**YOUR GOAL:**
Copy exactly the lines of the data below that run from the line holding "the person on" through the line holding "the green grass", both ends included.

**EXERCISE MATERIAL:**
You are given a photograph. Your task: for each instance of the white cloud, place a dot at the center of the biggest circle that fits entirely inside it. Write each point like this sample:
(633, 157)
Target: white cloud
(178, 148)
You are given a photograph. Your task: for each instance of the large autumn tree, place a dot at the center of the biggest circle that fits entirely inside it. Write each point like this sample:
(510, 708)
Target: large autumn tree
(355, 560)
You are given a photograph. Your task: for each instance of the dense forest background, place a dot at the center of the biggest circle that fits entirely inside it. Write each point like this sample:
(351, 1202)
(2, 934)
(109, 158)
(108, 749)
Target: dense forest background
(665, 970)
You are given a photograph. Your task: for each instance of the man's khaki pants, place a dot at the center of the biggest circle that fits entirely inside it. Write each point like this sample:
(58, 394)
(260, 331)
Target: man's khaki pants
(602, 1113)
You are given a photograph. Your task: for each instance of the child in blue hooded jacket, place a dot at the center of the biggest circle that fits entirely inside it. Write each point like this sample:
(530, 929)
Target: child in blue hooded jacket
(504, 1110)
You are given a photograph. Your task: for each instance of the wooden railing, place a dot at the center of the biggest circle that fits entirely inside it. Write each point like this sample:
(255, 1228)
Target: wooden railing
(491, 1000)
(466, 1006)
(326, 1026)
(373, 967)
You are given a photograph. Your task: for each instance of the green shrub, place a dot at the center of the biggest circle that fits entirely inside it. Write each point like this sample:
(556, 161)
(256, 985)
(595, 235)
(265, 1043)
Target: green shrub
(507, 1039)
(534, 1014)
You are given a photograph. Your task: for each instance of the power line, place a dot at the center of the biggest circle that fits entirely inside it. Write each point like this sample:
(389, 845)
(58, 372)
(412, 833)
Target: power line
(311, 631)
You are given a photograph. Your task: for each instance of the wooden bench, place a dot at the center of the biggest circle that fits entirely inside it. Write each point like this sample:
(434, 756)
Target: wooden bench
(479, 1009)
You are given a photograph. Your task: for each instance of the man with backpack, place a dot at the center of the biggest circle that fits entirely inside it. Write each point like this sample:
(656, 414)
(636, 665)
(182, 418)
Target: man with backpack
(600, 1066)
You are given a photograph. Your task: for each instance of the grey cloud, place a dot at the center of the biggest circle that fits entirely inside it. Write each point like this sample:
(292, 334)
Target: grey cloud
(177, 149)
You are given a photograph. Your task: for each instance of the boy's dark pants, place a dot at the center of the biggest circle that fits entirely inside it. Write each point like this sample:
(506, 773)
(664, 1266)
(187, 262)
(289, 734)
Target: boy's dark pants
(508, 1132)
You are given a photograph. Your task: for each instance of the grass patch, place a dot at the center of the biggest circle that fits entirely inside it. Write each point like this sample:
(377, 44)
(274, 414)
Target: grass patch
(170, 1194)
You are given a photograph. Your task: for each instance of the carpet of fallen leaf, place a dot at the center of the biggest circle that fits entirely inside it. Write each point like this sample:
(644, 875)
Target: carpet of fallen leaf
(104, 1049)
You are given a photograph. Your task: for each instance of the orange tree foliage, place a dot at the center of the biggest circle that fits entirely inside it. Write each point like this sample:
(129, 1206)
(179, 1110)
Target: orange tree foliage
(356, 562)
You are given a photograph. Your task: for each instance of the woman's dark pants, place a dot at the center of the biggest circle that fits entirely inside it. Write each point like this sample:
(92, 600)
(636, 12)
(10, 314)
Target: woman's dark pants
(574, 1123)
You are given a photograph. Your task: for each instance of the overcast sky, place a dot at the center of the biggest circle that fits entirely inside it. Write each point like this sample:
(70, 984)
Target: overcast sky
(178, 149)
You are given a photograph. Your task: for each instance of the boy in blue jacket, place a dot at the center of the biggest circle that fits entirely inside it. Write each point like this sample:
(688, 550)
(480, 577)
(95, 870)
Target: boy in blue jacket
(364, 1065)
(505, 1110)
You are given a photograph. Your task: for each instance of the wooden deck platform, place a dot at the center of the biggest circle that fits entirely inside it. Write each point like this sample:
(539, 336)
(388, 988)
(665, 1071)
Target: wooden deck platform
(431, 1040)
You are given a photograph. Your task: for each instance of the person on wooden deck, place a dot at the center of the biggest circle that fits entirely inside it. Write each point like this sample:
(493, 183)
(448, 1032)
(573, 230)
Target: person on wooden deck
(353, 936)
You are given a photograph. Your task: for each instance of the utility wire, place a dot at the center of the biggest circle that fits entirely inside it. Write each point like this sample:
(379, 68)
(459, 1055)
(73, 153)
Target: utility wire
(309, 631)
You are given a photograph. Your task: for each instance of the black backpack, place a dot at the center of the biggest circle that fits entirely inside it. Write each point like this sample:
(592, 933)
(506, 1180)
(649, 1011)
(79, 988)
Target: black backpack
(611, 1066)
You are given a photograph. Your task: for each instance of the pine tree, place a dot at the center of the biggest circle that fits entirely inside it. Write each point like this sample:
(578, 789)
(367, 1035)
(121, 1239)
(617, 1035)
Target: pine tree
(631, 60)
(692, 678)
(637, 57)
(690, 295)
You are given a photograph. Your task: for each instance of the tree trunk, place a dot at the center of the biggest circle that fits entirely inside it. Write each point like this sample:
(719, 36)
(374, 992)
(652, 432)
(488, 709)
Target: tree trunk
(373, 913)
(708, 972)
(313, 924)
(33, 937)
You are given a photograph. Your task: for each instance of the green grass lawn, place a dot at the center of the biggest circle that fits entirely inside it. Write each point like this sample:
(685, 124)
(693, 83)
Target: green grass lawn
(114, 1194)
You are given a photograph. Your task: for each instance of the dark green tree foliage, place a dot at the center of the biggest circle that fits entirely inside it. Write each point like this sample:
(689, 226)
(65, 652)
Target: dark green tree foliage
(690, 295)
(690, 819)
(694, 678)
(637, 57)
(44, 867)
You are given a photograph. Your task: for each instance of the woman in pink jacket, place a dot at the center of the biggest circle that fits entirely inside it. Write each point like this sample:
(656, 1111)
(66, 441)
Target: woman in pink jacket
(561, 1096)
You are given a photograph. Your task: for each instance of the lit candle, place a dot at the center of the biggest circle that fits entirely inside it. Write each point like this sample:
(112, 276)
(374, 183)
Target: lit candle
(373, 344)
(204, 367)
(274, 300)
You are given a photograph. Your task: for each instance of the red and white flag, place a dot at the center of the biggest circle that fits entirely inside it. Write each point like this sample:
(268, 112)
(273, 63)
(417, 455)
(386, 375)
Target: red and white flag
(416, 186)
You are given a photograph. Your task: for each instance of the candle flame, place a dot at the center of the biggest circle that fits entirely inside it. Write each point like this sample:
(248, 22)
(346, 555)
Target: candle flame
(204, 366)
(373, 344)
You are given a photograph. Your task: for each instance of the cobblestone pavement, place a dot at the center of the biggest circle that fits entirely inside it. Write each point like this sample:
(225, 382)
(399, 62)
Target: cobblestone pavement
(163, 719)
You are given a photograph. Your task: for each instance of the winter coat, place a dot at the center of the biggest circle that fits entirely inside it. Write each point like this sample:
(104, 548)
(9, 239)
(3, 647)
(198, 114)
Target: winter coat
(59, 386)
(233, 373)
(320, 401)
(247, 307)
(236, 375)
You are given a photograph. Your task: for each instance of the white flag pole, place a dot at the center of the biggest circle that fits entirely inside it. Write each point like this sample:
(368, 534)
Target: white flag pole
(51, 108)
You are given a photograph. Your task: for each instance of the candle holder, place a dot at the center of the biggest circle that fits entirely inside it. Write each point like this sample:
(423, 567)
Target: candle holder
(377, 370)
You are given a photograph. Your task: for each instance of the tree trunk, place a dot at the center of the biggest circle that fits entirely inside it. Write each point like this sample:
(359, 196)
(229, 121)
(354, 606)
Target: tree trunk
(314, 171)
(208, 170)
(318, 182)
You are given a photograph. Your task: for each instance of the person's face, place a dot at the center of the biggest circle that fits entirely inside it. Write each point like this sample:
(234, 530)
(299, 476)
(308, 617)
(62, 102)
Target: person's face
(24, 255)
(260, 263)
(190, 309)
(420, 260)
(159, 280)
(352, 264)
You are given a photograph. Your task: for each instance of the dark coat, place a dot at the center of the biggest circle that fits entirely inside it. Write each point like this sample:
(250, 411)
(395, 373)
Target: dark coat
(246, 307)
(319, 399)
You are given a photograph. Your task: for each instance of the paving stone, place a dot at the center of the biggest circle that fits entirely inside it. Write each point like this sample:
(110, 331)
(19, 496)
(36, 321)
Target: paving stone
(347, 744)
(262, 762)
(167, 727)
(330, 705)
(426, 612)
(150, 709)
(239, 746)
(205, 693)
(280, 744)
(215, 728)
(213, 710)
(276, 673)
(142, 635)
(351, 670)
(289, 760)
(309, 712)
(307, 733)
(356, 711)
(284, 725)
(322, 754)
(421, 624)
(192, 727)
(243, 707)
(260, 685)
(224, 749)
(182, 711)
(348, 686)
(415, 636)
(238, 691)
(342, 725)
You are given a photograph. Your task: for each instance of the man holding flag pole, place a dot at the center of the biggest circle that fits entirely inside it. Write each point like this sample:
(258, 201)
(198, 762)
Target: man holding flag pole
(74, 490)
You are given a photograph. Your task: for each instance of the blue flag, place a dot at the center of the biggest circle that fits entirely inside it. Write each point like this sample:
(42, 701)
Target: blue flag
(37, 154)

**TASK OUTPUT:**
You are given a photograph. Your task: for each instance of the person on wooden deck, place a dot at the center of the biggest circle that fits entirely inside it. Write each point like this sample:
(493, 183)
(448, 1032)
(573, 230)
Target: person on wooden deck
(353, 936)
You are given a photograph. Your task: for each instance of the utility wire, place a dot at the center of the biggest circle that fits entirely inside it. Write each point like this sample:
(379, 68)
(459, 1055)
(73, 153)
Target: utility wire
(309, 631)
You are given a photograph. Your task: for each instance of the black backpack, place a dot at the center of the biggest circle that fits entirely inside it. Write each point like this sample:
(592, 933)
(506, 1180)
(649, 1011)
(79, 988)
Target: black backpack
(611, 1066)
You are given a photograph. Your task: for each instance of the pine tree, place a dot at the center of the biggest circle that fits entirely inside it. Write each point like this sample:
(578, 789)
(367, 1035)
(121, 1239)
(617, 1035)
Target: pine tree
(631, 60)
(692, 678)
(637, 57)
(690, 295)
You are given a photograph. Your task: for each instance of the tree trunk, place a dot at the center of the biggest circle that fits entirely inside it. Write each point like this sample:
(719, 36)
(374, 992)
(652, 432)
(488, 709)
Target: tree trunk
(373, 913)
(708, 972)
(313, 924)
(33, 937)
You are given a photograph. Your task: for each instance of the green grass lawn, place a dot at the center of the biggest circle that fits entirely inside it. Write each point like this sample:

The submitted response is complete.